For example, in a scenario of a smart access control system, before recognition of an identity of a visitor (such as a visitant or a resident), a human face video of the visitor (i.e., the to-be-detected object) in a distance changing process may be captured as a to-be-processed human face video by using the smart access control system, then a to-be-processed image frame in the to-be-processed human face video of the visitor is extracted, texture information and deformation information corresponding to the to-be-processed image frame are obtained, and the texture information and the deformation information are inputted into the live human face detection model, to obtain a corresponding live human face prediction score. If the live human face prediction score is greater than or equal to a live human face threshold, it is determined that a human face in the to-be-processed human face video of the visitor is a live human face. Therefore, the preliminary access control detection succeeds, and identity recognition is to be further performed on the visitor. A security prompt indicating successful preliminary detection and entering identity recognition is displayed on a capturing interface of a human face capturing device. If the live human face prediction score is less than the live human face threshold, it is determined that the human face in the to-be-processed human face video of the visitor is a non-live human face. In this case, the access control may be intercepted, and an interception prompt indicating failed access control detection is displayed on the capturing interface of the human face capturing device. In this way, compromising behaviors performed by an unauthorized person through forging means such as a photo or a played screen can be effectively detected, thereby preventing compromising behaviors such as printing and playback performed by the unauthorized person, and ensuring community safety.

SUPPLIED MATERIAL:

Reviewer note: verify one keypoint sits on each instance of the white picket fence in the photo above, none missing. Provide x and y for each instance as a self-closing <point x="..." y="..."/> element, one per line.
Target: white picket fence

TASK INSTRUCTIONS:
A - Answer these from the live face detection passage:
(i) Which two kinds of information are obtained for the to-be-processed image frame?
(ii) What condition on the prediction score means the face is judged to be a live human face?
(iii) What prompt appears on the capturing interface when the score falls below the threshold?
B - In the live face detection passage, which examples does the phrase "such as" introduce? List all of them.
C - Pick up the passage on live face detection for access control after its last sentence, and write one more paragraph in the same technical register.

ANSWERS TO EACH TASK:
A -
(i) Texture information and deformation information.
(ii) The live human face prediction score is greater than or equal to the live human face threshold.
(iii) An interception prompt indicating failed access control detection.

B - visitant, resident, photo, played screen, printing, playback

C -
In this embodiment of the present disclosure, the live human face detection method is provided. In the above manner, the human face images of the to-be-detected object at different distances, i.e., the to-be-processed image frame, can be captured through the action interaction by moving closer or farther away, and the texture information and the deformation information corresponding to the human face can be obtained from the to-be-processed image frame as an input of the live human face detection model, to obtain the live human face prediction score so as to determine whether the human face of the to-be-detected object is a live human face. The global deformation information is not sensitive to a local error or disturbance, so that compromising behaviors of a non-live human face can be significantly reduced. In addition, deformation information that satisfies a live human face characteristic may be combined with texture information that can assist in determining and obtained based on a relatively natural expression of the to-be-detected object and a relatively consistent gesture maintained by the to-be-detected object in the process of moving closer or farther away, for use as input information of the live human face detection model. In the process of moving closer or farther away, nodding and head shaking actions that cause a pose of the human face to change to a large extent do not need to be performed, and the live human face detection model does not rely much on texture information of a live human face and is not sensitive to various factors that affect generalization of the model, so that a live human face prediction score with a relatively high precision can be obtained, thereby enabling more accurate live human face determining based on the live human face prediction score. In this way, defense against the compromising behaviors of a non-live human face can be enhanced, and security and versatility of the live human face detection can be improved.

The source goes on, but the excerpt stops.